┌──

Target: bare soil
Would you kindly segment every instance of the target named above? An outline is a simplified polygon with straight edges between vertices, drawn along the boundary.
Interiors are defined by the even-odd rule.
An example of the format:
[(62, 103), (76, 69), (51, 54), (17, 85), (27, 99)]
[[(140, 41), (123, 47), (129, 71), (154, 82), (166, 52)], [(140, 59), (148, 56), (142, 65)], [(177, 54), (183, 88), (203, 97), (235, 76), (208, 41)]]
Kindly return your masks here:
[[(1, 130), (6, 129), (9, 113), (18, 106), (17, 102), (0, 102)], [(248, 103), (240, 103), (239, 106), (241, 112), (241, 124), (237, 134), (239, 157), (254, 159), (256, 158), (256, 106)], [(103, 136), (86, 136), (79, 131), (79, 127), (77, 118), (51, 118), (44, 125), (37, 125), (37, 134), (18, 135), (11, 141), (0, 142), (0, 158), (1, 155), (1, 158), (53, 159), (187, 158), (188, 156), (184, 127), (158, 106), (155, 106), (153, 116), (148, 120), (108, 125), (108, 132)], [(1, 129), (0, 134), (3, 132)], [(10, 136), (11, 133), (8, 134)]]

└──

# OBJECTIVE
Please convert everything from the start of the records down to the line containing "Kindly return your", inclusive, into a numbered list, leaving out any blank lines.

# SOLVED PROBLEM
1. Target: bare soil
2. Would you kindly segment every instance of the target named above? An outline is a simplified polygon with straight edges between vertices, drawn along the boundary.
3. Interiors are defined by the even-odd rule.
4. An example of the format:
5. [(62, 103), (76, 69), (51, 54), (17, 85), (27, 99)]
6. [[(140, 41), (123, 47), (129, 71), (154, 82), (166, 52)], [(140, 59), (148, 56), (142, 65)], [(177, 54), (183, 88), (203, 97), (235, 76), (208, 41)]]
7. Kindly return your masks here:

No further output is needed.